### Object position labeling data
------------

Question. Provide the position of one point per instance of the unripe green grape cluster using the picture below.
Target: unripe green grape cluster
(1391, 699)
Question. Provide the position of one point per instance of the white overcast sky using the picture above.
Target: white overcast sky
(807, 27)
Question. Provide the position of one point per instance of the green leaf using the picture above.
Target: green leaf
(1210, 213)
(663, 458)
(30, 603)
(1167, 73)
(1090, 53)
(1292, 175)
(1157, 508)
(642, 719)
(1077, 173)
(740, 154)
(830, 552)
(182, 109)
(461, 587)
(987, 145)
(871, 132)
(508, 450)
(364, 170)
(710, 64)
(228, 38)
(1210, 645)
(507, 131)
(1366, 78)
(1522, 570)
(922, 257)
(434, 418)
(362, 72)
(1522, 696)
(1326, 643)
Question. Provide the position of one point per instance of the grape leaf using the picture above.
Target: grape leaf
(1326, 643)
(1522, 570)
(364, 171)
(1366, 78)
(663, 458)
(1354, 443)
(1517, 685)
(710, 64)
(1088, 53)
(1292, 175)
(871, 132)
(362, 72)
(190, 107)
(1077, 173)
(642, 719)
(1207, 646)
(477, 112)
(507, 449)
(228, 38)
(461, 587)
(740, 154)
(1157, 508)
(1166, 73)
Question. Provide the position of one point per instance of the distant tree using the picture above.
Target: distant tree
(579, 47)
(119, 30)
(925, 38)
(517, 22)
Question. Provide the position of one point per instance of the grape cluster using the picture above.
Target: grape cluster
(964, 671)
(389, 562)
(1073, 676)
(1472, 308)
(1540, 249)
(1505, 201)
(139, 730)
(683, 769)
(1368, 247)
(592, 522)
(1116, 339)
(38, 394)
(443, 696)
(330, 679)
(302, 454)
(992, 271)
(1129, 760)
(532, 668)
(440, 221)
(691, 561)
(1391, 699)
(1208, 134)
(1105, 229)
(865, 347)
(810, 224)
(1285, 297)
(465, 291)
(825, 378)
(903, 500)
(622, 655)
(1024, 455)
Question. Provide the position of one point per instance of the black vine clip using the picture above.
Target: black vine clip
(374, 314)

------------

### Work instructions
Reproduce the data above in full, switching every "position" to "location" and keeping everything else the same.

### Response to this exercise
Question. Provide the location of one point per instance of the unripe green grape cluster using the picture below.
Target: unripe green grape cluster
(1391, 699)
Question. Provide the location of one point per instance of the white overcast sky using the picture above.
Target: white overcast sky
(807, 27)
Question. Provide the location of one point per instance of the green leaf using the picture above.
Target: green leaf
(1210, 213)
(663, 458)
(30, 603)
(1167, 73)
(1090, 53)
(1292, 175)
(1157, 508)
(642, 719)
(1077, 173)
(740, 154)
(830, 552)
(182, 109)
(461, 587)
(987, 145)
(871, 132)
(508, 450)
(364, 170)
(710, 64)
(228, 38)
(1210, 645)
(507, 131)
(1366, 78)
(1522, 570)
(922, 257)
(434, 418)
(362, 72)
(1522, 696)
(1326, 643)
Question. Provide the location of one point per instance of the grape leaf using the picture above.
Target: grape leaf
(1326, 643)
(1522, 570)
(364, 171)
(1366, 78)
(663, 458)
(1354, 443)
(1517, 685)
(710, 64)
(1088, 53)
(1292, 175)
(871, 132)
(362, 72)
(190, 107)
(1077, 173)
(642, 719)
(1207, 646)
(477, 112)
(507, 449)
(228, 38)
(461, 587)
(740, 154)
(1157, 508)
(1166, 73)
Question. Provide the location of one point per instance of the distant tree using the picture above.
Target: distant tree
(579, 47)
(119, 30)
(925, 38)
(517, 22)
Question. Provide the location of one point per instance of the grape cluster using the picture above.
Target: grape cluster
(964, 671)
(389, 562)
(1073, 676)
(1472, 308)
(1540, 249)
(1505, 201)
(139, 730)
(683, 769)
(1368, 247)
(592, 522)
(1116, 339)
(38, 394)
(443, 696)
(330, 679)
(302, 454)
(992, 271)
(1129, 760)
(532, 668)
(440, 221)
(691, 561)
(1391, 699)
(1208, 134)
(1105, 229)
(865, 347)
(810, 224)
(1285, 297)
(465, 291)
(825, 378)
(903, 500)
(622, 655)
(1024, 455)
Question. Provide the location of one point per instance of the black vine clip using the picture above.
Target: black vine clip
(374, 314)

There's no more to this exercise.